In the remarks on AI in retail below, why does the speaker say a CEO can't hand AI off to a chief AI officer or chief data officer? Answer in one to three sentences.

Text block:
* * * *
The knowledge base that a stock trader in 1970 needed versus in 2022 could not be more different. The overlap is maybe 3%, right? I mean it’s a completely different world. I think the same divergence is happening in retail. So I would advise very strongly that you go do the course that you did at Stanford where we met, go do that. Get smart on AI. You don’t need to know how to train your own models. I’m not saying that. I am saying that you should understand it, know how to deploy it, know how to use it. That’s what Jeff Bezos is doing for sure.

And if that’s your competition, it’s going to help all retailers no matter what. If you’re two stores in LA, if you’re a hundred stores in Vietnam, it’s going to help you make better decisions and increase EBITDA unquestionably. So you better get smart on it. And you can’t delegate that. They often, they hire a CAIO, right? Or a chief data officer. And so your job is to go figure out AI. No, you can’t do that. The CEO, it’s so important. It’s not a technology, it’s a strategy. And the CEO needs to be championing that from the top down.

Oliver Chen:

Francois, what about privacy concerns slash opportunities? What’s on your mind for that?
* * * *
Data lines:
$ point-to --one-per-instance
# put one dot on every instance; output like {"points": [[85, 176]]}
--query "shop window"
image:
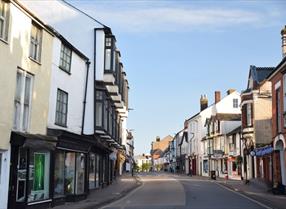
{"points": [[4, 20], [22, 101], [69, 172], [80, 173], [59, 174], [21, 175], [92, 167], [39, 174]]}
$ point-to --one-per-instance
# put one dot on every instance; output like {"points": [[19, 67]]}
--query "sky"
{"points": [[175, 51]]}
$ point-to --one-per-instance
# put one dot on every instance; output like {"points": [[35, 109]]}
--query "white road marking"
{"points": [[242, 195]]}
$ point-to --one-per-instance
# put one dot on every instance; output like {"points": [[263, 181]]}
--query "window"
* * * *
Solution to the problem:
The speaker says AI is not a technology but a strategy, and it is so important that the CEO has to champion it from the top down.